**Problem to solve**
Extend the text on Myanmar migrants facing deportation from Malaysia, picking up after its final sentence.

═════ Reading passage

A government minister at the time said human rights groups should not interfere.

According to the Coalition of Burma Ethnics Malaysia, an aid group helping Myanmar nationals, deportations have continued with dire consequences. In July, at least one deported community leader was detained upon arrival in Yangon and later killed, the group said. In September, about 118 people were deported, the majority of whom were arrested on arrival, it said.

Malaysia’s Immigration Department did not answer telephone calls or respond to emails seeking comment on its policy but Myanmar migrants say they live under the fear of being rounded up and sent home.

“I’m afraid of deportation because of my status and because my work before was related to politics,” said Brang, who came to Malaysia in the hope of finding resettlement in a third country faster than in Thailand, where he had been staying.

“If I were deported, I don’t know what would happen.”

‘A lot of worries’

The Malaysian office of the U.N. High Commissioner for Refugees, or UNHCR, did not respond to telephone calls and emails seeking comment on the plight of Myanmar citizens in Malaysia.

As of September, UNHCR Malaysia said in a release it had registered more than 190,000 refugees and asylum seekers in Malaysia, all but 20,000 of them from Myanmar.

Malaysia, however, is not a signatory of the 1951 Refugee Convention, which outlines the legal protection, rights and assistance a refugee is entitled to receive, and does not recognize the status of refugee.

══════════
═════ Data extract

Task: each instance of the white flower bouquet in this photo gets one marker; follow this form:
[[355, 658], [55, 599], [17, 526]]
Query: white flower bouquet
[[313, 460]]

══════════

**Answer to the exercise**
Despite that, the UNHCR office does confer refugee status, which can bring benefits such as cheaper medical assistance and at least some protection from arrest and deportation while migrants await resettlement, aid groups say.

But refugee status can take years to come through.

Than Win ran out of luck six months ago when, after living in Malaysia for eight years, he broke his leg in a motorbike accident coming home from his job picking jackfruit.

The 45-year-old and his wife applied to the UNHCR for refugee status in 2019 but they have not heard back.

Without refugee status, the public hospital he was taken to refused to operate on his broken leg because he couldn’t afford to pay, he said. Instead, staff wrapped his leg in bandages and sent him home without medication.

“It still hurts. I can’t walk, I can’t stand up,” Than Win said, pointing to crutches he uses to get around.

Than Win fled from western Myanmar’s Rakhine state after his brother was arrested in 2016 by the military for fighting in the insurgent Arakan Army. Fearing he too would also be arrested, he traveled first to Thailand and then on to Malaysia.

“Because I’m injured, I can’t work, I can’t do anything. I have a lot of worries and I’m really depressed,” he said, adding his family depends on an older brother who is also in Malaysia for support.

Trying to help

A welfare group set up in Malaysia by migrants from Rakhine state, the Center for Arakan Refugees, which is trying to help Than Win, said it had documented 200,000 people who arrived from Myanmar since the early 2021 coup.

Of those, the center said it had helped 30,000 apply for refugee status but only about 200 had received it.

The center said that in the last two months, it received about 120 requests for emergency help from Myanmar citizens waiting for refugee status, the majority involving medical assistance after accidents.

“Many of them have broken legs and hands,” said Abdul Rahman, a committee member of the Center for Arakan Refugees.

“Tuberculosis and HIV patients, other accidents and emergency patients request help from our office … but especially for treatment, to be admitted to the hospital, we don’t have much money.”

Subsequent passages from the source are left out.